● 課題 1
以下の本文を全文、一字一句変えずに書き写してください。

● 本文
────────────────────────────────────────

「ホームレスは生活保護で助けられない」相談窓口の職員が、困窮者にでたらめ発言 誤りを認めなかった安城市は半年後に一転して謝罪
エレナさんは完全に打ちのめされ「自殺が頭をよぎった」と当時を振り返る。ただ、小学生と乳児の子2人を残すわけにはいかない。どうすればいいのかと途方に暮れた。 事情を聞きつけた日本人の弁護士やポルトガル語のベテラン通訳が無償で支援に入り、11月22日、再び窓口を訪問。エレナさんの所持金はこの時、4千円しかなかった。 すると1日と同じ男性職員と、女性職員が応対。約2時間のやりとりは激論となった。弁護士らによると、職員2人は生活保護制度を無視した対応に終始した。弁護士は、国の通知文を基に対応の誤りを指摘したが、職員は「解釈の違い」などと強い口調で応酬。その後も独自の見解を次々と持ち出し、申請を拒み続けた。 ▽ホームレスと同じ やりとりの中で職員は、県営住宅に住むエレナさんが、生活苦で家賃を滞納していることを「ホームレスと同じ状態」とまで言い放ち、こう続けた。 「それは彼女たちが申し訳ないけど、ルール違反で不法占拠して住んでるから屋根があるだけでしょ。何でその実態をホームレスじゃないって言えます?」「ホームレスだったら、生活保護とかではごめんなさい、助けることはできません」

────────────────────────────────────────

● 提供エントリ
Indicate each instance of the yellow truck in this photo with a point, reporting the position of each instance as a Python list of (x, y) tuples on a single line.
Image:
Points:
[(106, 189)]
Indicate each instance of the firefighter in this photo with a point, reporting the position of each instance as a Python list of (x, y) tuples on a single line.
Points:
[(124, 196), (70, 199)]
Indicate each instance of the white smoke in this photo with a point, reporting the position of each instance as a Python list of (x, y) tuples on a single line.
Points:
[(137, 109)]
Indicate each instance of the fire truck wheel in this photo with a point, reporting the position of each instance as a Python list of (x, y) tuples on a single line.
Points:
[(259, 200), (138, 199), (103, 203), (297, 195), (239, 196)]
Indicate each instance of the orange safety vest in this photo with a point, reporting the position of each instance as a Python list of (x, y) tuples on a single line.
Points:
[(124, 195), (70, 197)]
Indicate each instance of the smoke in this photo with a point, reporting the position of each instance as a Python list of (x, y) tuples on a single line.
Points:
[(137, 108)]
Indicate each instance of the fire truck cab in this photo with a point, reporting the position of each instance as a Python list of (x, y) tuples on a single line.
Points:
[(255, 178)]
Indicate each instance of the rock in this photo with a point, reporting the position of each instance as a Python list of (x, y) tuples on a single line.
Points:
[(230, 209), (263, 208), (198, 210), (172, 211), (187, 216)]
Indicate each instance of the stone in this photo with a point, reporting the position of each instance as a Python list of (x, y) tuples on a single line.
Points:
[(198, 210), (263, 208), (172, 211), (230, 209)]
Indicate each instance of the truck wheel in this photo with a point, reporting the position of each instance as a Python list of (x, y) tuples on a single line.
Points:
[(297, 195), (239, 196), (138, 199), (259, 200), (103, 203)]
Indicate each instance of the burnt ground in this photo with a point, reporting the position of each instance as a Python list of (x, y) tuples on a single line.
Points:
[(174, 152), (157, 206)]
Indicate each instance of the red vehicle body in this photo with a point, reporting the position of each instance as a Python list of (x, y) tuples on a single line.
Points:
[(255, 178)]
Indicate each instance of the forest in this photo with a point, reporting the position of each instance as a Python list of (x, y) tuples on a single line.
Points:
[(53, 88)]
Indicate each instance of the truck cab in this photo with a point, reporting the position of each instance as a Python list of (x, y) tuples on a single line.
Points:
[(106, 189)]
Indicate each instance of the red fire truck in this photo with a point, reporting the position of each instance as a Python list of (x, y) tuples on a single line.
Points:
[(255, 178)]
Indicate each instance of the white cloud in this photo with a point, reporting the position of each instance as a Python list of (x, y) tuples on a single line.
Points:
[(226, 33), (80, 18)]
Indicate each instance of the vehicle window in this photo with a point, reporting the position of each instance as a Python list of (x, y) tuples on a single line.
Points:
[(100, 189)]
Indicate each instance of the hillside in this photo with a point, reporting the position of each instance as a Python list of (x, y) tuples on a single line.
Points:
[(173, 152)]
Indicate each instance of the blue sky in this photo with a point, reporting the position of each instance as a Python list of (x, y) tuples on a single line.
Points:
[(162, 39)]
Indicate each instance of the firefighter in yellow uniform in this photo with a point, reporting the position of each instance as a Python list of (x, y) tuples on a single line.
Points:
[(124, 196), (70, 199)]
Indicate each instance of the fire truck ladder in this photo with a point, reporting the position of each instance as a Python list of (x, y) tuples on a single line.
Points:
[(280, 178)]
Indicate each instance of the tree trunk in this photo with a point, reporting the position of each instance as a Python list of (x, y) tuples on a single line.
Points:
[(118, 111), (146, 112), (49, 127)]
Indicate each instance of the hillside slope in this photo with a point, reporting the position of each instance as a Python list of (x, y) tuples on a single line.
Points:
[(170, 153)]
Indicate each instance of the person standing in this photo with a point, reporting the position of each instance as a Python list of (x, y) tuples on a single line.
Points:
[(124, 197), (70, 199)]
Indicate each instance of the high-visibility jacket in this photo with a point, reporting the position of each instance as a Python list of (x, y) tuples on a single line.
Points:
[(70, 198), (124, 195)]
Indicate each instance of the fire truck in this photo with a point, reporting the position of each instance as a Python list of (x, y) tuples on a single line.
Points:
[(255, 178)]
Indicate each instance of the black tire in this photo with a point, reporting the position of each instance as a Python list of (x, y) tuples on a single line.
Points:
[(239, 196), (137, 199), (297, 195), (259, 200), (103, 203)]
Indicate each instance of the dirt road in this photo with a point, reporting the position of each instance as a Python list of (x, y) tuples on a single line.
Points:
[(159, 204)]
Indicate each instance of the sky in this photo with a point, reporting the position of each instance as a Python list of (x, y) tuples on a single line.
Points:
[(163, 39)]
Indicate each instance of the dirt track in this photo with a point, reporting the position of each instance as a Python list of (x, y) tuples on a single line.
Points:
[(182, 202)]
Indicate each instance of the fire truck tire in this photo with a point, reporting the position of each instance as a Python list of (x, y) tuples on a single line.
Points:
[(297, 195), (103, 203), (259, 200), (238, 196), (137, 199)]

────────────────────────────────────────

● 課題 2
エントリのうち、「Indicate each instance of the high-visibility」を含む行からエントリの末尾までのすべての行を、空行を除いて番号付きリストに変換してください。

● 期待される出力 1
「ホームレスは生活保護で助けられない」相談窓口の職員が、困窮者にでたらめ発言 誤りを認めなかった安城市は半年後に一転して謝罪
エレナさんは完全に打ちのめされ「自殺が頭をよぎった」と当時を振り返る。ただ、小学生と乳児の子2人を残すわけにはいかない。どうすればいいのかと途方に暮れた。 事情を聞きつけた日本人の弁護士やポルトガル語のベテラン通訳が無償で支援に入り、11月22日、再び窓口を訪問。エレナさんの所持金はこの時、4千円しかなかった。 すると1日と同じ男性職員と、女性職員が応対。約2時間のやりとりは激論となった。弁護士らによると、職員2人は生活保護制度を無視した対応に終始した。弁護士は、国の通知文を基に対応の誤りを指摘したが、職員は「解釈の違い」などと強い口調で応酬。その後も独自の見解を次々と持ち出し、申請を拒み続けた。 ▽ホームレスと同じ やりとりの中で職員は、県営住宅に住むエレナさんが、生活苦で家賃を滞納していることを「ホームレスと同じ状態」とまで言い放ち、こう続けた。 「それは彼女たちが申し訳ないけど、ルール違反で不法占拠して住んでるから屋根があるだけでしょ。何でその実態をホームレスじゃないって言えます?」「ホームレスだったら、生活保護とかではごめんなさい、助けることはできません」

● 期待される出力 2
1. Indicate each instance of the high-visibility jacket in this photo with a point, reporting the position of each instance as a Python list of (x, y) tuples on a single line.
2. Points:
3. [(70, 198), (124, 195)]
4. Indicate each instance of the fire truck in this photo with a point, reporting the position of each instance as a Python list of (x, y) tuples on a single line.
5. Points:
6. [(255, 178)]
7. Indicate each instance of the black tire in this photo with a point, reporting the position of each instance as a Python list of (x, y) tuples on a single line.
8. Points:
9. [(239, 196), (137, 199), (297, 195), (259, 200), (103, 203)]
10. Indicate each instance of the dirt road in this photo with a point, reporting the position of each instance as a Python list of (x, y) tuples on a single line.
11. Points:
12. [(159, 204)]
13. Indicate each instance of the sky in this photo with a point, reporting the position of each instance as a Python list of (x, y) tuples on a single line.
14. Points:
15. [(163, 39)]
16. Indicate each instance of the dirt track in this photo with a point, reporting the position of each instance as a Python list of (x, y) tuples on a single line.
17. Points:
18. [(182, 202)]
19. Indicate each instance of the fire truck tire in this photo with a point, reporting the position of each instance as a Python list of (x, y) tuples on a single line.
20. Points:
21. [(297, 195), (103, 203), (259, 200), (238, 196), (137, 199)]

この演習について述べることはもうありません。